**Exercise material**.
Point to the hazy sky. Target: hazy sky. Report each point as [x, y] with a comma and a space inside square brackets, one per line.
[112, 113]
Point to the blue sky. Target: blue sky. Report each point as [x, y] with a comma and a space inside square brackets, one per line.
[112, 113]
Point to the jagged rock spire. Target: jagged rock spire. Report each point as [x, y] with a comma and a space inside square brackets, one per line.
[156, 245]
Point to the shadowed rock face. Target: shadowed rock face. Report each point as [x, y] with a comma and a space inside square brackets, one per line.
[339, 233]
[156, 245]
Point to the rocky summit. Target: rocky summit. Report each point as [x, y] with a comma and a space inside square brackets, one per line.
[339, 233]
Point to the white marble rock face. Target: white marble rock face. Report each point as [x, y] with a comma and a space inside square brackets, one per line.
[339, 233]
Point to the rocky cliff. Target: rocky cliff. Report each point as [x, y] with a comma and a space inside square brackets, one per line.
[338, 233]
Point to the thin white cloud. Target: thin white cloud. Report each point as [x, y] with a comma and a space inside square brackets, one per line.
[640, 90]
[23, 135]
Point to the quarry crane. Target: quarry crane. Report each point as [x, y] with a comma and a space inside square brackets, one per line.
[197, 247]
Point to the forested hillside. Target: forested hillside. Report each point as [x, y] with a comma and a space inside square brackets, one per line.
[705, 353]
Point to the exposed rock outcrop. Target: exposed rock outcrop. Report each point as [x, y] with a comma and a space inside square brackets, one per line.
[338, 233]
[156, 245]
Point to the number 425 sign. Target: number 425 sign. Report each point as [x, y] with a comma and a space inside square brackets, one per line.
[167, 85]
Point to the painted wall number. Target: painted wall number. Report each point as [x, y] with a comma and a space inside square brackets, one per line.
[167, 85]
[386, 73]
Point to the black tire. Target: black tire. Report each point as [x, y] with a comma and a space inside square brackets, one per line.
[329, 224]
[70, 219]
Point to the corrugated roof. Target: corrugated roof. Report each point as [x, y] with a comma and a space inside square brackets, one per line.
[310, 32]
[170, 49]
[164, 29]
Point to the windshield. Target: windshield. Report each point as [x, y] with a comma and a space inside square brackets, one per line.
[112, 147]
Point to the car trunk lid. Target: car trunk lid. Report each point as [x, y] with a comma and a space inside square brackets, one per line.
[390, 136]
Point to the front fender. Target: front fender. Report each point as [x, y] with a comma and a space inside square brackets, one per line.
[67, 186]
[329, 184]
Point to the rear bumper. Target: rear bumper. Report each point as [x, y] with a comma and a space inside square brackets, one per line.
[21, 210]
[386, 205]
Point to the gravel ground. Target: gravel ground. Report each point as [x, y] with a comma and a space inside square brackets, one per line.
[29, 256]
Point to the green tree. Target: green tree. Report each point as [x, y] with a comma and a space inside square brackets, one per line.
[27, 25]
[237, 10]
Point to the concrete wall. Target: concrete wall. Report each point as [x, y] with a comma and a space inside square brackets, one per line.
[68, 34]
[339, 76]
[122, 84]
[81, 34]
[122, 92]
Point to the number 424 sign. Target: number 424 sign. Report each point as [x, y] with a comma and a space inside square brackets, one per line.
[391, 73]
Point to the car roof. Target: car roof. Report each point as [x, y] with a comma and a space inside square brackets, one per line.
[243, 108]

---

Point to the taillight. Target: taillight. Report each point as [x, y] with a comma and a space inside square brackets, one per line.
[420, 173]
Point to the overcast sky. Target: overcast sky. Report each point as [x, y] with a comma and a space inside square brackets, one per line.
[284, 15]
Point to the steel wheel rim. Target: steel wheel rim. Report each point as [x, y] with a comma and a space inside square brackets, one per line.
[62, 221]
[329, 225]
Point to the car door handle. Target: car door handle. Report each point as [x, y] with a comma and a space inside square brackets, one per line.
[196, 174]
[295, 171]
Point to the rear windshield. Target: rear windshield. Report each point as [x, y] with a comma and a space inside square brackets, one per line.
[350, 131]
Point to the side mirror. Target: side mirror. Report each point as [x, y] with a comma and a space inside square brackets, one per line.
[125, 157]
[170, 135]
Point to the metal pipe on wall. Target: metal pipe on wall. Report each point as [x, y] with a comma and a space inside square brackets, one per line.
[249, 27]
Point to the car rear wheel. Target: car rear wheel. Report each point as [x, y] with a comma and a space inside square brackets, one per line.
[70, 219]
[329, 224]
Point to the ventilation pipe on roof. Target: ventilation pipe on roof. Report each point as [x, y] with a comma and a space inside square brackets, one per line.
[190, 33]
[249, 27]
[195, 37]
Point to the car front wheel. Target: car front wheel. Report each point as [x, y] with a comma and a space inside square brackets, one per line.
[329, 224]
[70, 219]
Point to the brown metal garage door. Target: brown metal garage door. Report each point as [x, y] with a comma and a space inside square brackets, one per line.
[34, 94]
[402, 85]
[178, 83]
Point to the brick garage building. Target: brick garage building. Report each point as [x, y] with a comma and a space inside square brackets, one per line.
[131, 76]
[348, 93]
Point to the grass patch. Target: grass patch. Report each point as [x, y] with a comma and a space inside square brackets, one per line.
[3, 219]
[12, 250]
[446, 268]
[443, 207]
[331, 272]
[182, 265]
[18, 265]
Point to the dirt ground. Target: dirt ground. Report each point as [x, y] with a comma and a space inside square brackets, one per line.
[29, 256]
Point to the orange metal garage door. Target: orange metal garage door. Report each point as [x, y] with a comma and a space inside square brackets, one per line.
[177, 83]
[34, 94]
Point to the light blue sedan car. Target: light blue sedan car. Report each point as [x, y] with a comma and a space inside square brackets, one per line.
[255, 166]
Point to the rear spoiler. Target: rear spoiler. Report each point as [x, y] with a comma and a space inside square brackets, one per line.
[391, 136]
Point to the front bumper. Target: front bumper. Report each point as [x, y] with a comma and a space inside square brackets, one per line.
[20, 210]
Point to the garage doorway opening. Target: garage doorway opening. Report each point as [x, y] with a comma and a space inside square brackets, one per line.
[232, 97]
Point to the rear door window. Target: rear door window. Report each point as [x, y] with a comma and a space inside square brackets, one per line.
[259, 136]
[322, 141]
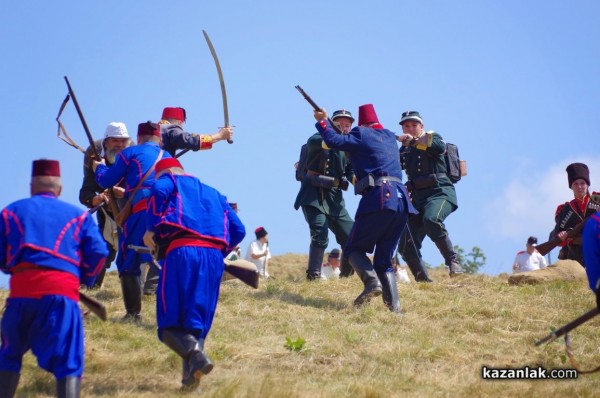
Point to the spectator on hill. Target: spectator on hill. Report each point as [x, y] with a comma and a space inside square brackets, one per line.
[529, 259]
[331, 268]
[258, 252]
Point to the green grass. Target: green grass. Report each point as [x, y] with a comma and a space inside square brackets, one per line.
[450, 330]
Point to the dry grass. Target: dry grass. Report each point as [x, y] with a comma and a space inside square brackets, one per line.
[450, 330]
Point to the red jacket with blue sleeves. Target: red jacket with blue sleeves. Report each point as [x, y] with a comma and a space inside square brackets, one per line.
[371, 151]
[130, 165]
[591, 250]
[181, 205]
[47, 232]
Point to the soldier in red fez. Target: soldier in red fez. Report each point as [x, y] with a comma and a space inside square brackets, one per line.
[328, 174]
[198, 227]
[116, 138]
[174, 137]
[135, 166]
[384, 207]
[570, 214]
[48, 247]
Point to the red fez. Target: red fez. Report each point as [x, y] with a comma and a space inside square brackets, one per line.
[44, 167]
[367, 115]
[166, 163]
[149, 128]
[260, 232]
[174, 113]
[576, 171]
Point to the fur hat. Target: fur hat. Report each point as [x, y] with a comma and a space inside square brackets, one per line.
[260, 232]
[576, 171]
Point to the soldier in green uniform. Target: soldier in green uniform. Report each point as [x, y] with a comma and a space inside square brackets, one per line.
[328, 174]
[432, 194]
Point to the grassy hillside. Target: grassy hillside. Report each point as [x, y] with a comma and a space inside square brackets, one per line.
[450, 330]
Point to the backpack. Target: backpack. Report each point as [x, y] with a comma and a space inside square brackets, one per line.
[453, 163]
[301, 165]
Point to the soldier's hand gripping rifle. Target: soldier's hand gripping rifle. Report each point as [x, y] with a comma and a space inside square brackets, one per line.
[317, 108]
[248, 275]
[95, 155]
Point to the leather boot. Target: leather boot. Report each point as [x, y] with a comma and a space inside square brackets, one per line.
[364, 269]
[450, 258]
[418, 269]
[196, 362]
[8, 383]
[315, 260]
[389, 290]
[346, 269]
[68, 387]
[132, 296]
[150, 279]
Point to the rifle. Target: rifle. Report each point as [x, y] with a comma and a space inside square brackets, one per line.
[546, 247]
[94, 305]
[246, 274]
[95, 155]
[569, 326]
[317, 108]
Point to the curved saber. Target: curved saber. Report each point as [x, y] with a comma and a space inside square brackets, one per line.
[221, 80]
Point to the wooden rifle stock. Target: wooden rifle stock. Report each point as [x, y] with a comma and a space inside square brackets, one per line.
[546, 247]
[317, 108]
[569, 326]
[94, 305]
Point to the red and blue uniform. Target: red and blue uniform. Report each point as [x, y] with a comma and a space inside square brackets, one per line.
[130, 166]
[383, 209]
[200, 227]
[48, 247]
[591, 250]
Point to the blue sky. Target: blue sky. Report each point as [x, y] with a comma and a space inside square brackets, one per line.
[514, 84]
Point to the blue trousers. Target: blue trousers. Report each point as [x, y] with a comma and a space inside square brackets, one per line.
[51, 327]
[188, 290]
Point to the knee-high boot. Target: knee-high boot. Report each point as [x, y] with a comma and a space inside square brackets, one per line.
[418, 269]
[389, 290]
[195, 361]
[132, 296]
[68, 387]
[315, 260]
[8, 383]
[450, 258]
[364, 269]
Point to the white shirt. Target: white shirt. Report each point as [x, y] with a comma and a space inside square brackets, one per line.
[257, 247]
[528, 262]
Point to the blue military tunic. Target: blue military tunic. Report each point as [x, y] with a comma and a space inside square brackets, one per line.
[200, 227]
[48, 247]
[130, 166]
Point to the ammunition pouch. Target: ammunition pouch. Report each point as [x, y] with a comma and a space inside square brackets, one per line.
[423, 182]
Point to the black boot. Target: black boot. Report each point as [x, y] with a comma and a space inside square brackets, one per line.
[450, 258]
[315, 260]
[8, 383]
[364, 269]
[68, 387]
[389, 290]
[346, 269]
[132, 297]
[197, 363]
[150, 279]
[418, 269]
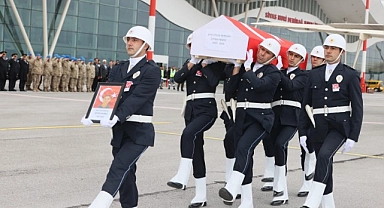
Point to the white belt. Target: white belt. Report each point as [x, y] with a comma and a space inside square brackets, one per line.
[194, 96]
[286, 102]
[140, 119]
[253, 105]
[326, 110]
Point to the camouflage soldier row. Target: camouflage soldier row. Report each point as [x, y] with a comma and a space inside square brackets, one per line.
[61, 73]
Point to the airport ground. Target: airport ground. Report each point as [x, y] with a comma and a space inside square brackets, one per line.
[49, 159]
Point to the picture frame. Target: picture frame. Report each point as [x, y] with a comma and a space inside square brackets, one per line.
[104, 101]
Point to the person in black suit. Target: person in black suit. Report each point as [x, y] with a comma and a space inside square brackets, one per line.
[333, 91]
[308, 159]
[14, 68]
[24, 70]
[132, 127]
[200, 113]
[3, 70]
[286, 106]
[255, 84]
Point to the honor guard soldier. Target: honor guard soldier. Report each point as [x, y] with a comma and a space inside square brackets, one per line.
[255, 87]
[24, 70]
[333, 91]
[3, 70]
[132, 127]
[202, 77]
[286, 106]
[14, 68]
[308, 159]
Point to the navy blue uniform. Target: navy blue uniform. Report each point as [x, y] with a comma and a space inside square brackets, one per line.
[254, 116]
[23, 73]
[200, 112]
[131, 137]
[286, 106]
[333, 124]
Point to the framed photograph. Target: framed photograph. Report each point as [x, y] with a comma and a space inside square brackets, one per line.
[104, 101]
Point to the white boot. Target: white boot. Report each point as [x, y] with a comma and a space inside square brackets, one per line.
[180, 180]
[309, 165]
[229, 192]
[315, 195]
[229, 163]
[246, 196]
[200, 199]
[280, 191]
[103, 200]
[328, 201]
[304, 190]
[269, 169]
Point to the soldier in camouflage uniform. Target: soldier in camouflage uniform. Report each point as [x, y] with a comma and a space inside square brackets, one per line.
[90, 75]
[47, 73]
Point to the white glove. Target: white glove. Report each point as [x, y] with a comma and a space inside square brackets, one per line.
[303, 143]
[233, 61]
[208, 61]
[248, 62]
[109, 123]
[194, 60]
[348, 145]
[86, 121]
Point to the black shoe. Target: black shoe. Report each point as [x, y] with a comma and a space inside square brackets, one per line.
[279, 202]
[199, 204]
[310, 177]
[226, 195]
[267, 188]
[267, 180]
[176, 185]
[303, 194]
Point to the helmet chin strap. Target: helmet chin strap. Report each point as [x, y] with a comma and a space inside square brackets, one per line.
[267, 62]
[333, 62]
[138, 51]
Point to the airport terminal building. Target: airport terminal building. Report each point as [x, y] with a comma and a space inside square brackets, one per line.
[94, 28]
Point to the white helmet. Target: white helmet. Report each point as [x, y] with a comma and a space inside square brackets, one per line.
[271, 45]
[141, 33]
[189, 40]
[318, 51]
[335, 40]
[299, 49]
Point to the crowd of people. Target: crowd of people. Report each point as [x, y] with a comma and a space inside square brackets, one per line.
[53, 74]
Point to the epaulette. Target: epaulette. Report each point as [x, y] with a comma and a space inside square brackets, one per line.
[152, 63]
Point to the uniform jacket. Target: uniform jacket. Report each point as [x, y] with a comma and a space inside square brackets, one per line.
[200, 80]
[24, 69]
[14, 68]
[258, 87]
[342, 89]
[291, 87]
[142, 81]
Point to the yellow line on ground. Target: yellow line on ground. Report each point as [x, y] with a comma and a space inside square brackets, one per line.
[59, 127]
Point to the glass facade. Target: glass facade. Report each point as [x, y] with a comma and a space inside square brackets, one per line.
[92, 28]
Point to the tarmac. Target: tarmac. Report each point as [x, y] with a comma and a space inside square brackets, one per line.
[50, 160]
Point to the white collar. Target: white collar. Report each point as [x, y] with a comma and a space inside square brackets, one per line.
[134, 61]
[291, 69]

**Do this**. Can you find every line in the data above that contains the string "building" and copy each one out in full? Case counts.

**Response for this exercise**.
Point to the brick garage building. Target: brick garage building. Report each point as [x, y] with a comma and a space inside square brackets, one per line.
Point to the airport terminal building. Target: airport terminal building. Report each point as [x, y] with a comma and a space inside square brackets, one per line.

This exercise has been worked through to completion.